Collected data entries
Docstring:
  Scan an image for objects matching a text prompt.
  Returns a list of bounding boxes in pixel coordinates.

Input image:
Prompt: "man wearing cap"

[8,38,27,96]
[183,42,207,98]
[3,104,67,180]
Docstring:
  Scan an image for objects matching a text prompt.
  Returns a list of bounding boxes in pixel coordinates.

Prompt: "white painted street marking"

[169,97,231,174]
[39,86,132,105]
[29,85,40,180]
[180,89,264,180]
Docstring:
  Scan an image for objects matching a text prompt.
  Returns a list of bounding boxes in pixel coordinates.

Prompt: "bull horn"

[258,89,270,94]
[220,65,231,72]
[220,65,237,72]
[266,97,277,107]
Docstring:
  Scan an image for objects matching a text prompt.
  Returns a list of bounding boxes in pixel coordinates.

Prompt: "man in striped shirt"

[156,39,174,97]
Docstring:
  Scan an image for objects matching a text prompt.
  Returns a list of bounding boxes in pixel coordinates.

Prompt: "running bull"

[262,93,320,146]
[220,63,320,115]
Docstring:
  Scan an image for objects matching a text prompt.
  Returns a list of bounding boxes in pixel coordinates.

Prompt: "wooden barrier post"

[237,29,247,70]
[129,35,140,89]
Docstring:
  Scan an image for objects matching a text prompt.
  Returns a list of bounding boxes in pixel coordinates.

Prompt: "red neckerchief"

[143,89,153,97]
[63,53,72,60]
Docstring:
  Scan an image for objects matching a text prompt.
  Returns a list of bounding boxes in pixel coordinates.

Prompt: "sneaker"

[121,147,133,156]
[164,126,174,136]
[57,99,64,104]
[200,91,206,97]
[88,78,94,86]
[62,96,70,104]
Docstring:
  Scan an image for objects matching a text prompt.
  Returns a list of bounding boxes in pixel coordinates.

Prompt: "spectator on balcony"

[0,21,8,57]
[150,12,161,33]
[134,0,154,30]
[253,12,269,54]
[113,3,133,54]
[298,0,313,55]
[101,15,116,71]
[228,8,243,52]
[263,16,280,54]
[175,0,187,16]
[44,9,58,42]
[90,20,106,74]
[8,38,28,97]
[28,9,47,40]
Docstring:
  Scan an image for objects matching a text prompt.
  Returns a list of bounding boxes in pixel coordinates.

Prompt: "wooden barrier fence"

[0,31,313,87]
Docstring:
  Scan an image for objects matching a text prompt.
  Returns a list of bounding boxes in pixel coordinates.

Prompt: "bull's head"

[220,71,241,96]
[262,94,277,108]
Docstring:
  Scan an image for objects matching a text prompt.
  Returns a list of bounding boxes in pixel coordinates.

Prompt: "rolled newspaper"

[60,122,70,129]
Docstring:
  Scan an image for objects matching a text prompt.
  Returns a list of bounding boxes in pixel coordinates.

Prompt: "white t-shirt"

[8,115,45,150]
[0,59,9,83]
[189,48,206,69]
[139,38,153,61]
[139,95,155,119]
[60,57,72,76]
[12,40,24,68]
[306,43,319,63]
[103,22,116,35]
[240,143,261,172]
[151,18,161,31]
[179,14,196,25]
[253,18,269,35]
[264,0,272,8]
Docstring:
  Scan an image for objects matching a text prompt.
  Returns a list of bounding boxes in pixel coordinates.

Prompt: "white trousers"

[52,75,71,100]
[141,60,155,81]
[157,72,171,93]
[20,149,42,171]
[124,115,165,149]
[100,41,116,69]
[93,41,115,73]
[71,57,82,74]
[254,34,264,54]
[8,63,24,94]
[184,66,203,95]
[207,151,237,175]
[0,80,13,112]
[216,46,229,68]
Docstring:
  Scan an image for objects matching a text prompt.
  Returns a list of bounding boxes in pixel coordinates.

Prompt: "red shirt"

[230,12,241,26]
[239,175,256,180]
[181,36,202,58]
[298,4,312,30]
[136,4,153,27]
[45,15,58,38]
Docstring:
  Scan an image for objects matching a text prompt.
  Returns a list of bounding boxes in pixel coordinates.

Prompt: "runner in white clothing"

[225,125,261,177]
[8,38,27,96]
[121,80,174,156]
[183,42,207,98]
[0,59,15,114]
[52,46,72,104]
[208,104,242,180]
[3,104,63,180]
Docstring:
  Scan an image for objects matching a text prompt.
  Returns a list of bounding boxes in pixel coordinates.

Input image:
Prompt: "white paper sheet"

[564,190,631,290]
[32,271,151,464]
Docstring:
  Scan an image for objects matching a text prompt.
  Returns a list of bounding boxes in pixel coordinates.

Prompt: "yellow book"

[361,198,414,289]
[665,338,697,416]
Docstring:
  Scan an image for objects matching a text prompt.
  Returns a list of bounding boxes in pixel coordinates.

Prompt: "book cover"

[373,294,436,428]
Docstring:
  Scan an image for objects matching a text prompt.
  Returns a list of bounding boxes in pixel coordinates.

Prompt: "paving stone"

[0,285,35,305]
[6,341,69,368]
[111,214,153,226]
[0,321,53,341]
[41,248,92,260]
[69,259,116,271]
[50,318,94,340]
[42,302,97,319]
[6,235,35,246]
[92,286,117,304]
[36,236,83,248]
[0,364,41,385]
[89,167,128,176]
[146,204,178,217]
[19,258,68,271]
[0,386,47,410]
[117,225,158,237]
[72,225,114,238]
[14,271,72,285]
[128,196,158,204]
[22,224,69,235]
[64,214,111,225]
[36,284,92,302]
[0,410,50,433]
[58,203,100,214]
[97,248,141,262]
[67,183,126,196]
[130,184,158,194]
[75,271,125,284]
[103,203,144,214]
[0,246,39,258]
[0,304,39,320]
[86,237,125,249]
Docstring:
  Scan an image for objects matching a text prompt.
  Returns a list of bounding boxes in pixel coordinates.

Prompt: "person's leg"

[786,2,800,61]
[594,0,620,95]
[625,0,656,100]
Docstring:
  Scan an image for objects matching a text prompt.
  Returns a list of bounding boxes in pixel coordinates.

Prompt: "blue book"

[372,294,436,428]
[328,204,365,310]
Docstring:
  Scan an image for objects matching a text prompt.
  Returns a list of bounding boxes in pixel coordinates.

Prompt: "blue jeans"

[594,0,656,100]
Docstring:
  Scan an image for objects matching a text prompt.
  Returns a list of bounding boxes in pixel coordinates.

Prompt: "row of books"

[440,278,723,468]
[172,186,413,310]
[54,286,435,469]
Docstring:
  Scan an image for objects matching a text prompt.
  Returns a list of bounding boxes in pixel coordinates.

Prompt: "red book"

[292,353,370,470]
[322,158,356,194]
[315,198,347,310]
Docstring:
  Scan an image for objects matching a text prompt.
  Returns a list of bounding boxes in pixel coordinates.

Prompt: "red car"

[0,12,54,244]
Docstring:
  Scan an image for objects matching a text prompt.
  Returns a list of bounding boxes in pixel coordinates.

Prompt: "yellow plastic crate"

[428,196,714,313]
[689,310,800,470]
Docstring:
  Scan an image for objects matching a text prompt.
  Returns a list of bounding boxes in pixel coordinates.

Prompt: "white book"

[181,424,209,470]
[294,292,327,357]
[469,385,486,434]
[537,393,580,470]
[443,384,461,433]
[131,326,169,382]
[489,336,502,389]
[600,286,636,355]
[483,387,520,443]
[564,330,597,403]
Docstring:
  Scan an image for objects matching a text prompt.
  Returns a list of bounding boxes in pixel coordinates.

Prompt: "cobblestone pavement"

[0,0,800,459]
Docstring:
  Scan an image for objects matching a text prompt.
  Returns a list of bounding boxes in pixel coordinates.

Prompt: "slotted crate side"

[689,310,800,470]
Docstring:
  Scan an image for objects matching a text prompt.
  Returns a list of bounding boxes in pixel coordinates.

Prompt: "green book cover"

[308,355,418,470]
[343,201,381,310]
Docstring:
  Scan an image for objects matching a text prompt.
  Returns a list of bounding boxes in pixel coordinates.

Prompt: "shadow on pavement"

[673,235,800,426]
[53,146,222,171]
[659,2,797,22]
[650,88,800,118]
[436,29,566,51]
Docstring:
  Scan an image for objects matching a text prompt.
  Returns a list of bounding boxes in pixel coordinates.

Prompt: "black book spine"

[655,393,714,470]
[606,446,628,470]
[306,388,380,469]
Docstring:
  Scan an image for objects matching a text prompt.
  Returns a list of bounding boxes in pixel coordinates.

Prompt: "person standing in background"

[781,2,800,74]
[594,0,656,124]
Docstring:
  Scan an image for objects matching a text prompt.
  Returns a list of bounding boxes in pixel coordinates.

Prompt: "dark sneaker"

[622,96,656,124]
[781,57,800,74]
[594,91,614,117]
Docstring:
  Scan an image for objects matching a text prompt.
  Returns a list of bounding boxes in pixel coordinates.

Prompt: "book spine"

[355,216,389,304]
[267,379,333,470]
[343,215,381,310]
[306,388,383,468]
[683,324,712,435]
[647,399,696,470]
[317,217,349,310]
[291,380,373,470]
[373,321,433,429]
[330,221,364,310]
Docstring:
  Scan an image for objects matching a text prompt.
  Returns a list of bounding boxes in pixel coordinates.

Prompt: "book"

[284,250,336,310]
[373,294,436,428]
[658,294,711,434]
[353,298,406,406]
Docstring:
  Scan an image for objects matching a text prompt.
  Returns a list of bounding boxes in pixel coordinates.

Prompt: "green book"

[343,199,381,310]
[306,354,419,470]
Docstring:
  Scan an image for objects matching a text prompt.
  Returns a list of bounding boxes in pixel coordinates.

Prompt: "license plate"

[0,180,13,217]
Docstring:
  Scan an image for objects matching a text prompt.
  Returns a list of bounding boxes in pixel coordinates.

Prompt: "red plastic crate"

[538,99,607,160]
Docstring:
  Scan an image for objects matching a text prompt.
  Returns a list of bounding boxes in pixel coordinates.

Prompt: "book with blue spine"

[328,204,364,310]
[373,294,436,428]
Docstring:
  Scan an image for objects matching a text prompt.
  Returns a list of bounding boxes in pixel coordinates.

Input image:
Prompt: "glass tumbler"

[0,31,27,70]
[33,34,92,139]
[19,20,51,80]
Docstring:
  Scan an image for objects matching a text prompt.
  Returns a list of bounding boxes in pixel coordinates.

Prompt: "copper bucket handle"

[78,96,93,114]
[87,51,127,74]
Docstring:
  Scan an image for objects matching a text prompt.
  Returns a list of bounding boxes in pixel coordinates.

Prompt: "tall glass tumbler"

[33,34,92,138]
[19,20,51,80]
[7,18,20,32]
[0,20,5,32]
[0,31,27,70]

■ Directions for this task
Extract every line of the records that contains the word "blue", with case counting.

■ Answer below
Prompt: "blue book"
Prompt: "blue jeans"
Prompt: "book with blue spine"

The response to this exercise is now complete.